§ **SELECTED TEXT**:
....................

No Wonder Nobody Wants to Come To You...

“You killed my dog”…”How could you charge so much”…”You are just a liar”…”Well my veterinarian would never do that”…”You don’t care about me or my cat”…”It’s your fault, you fix it”..
These words have been repeating constantly in my mind.  It had really been a crazy day all along with high stress employees and demanding clients, but words like these at the very end of the day was just the “icing on the cake”.  I sat in my office chair for over 40 minutes listening to a disgruntled client.  I was at the bottom of my tank with nothing left to give.  Do I yell back?  Do I blame her for her irresponsible actions that caused this situation?  I did nothing….but sit and shake.  My arm pits were sweating so much that drops were rolling down my side.  I had fear, frustration, and anger.    Others may have been strong enough to just slam the phone down to end the conversation.  I couldn’t…it was like a train wreck and I just couldn’t disconnect.  I was frozen in place. 

A recent study by American Veterinary Medical Association (AVMA) in 2015 showed that 1 in 6 veterinarians have considered suicide.  That is four times higher than the normal population.  The study didn’t list the reasons why but as with any medical field, high demand psychological distress could play a role.  Veterinarians want to work with animals, not deal with conflicting staff or upset clients.  We want to work as a team not against an owner.  We get discussed also when a treatment doesn’t work.  You may think we just don’t care and we will avoid calling you back and hope the problem goes away or you take it somewhere else.  But in reality…we are in the text book looking at the symptoms again (yes we still use our college books and resources), we are calling other veterinarians and consultants, we are trying to revisit every part of the case, not just that day but any previous appointments, calls, or history.  Did we miss something?  Was it our fault?  What if I had...

....................

Stored data entries:
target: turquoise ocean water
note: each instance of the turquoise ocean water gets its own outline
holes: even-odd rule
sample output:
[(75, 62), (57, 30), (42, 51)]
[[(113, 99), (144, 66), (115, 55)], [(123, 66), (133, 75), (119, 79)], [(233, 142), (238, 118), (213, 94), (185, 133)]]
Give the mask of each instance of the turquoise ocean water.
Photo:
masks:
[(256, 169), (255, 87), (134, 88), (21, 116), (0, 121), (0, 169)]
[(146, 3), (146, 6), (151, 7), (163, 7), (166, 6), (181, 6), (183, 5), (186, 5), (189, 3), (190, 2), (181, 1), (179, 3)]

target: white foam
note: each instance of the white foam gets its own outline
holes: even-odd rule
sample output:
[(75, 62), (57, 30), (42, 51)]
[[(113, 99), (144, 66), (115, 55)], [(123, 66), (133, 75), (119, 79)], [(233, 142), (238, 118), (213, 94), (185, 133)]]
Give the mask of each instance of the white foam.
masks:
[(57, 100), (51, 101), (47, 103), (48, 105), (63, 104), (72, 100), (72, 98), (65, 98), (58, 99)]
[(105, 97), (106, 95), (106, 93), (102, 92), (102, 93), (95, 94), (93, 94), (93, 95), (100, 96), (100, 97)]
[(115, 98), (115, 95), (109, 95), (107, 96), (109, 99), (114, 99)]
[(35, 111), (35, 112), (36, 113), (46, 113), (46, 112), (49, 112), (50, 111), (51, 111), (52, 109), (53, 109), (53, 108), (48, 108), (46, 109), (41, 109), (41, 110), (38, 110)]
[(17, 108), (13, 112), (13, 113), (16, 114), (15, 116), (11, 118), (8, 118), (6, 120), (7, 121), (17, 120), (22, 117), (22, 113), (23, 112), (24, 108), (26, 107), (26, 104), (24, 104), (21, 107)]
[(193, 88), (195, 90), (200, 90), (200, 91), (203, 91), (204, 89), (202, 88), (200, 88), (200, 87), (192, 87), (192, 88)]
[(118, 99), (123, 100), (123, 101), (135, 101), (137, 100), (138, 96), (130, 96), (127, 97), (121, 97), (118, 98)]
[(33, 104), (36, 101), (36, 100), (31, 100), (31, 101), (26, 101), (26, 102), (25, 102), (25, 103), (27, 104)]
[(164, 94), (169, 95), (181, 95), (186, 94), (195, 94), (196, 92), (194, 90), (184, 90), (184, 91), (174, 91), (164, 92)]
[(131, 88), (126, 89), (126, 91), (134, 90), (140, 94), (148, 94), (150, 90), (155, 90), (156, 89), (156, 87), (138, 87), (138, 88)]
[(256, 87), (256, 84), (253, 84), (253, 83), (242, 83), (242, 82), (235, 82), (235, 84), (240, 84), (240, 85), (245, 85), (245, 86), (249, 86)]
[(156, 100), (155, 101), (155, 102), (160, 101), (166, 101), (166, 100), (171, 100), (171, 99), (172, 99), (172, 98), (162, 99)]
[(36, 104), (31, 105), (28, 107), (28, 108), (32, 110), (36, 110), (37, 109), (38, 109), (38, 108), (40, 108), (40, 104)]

....................

§ **WHAT YOU HAVE TO DO**:
Can you repeat the veterinarian excerpt between "These words have" and "frozen in place.", inclusive, word for word?

§ **SOLUTION TO THE PROBLEM**:
These words have been repeating constantly in my mind.  It had really been a crazy day all along with high stress employees and demanding clients, but words like these at the very end of the day was just the “icing on the cake”.  I sat in my office chair for over 40 minutes listening to a disgruntled client.  I was at the bottom of my tank with nothing left to give.  Do I yell back?  Do I blame her for her irresponsible actions that caused this situation?  I did nothing….but sit and shake.  My arm pits were sweating so much that drops were rolling down my side.  I had fear, frustration, and anger.    Others may have been strong enough to just slam the phone down to end the conversation.  I couldn’t…it was like a train wreck and I just couldn’t disconnect.  I was frozen in place.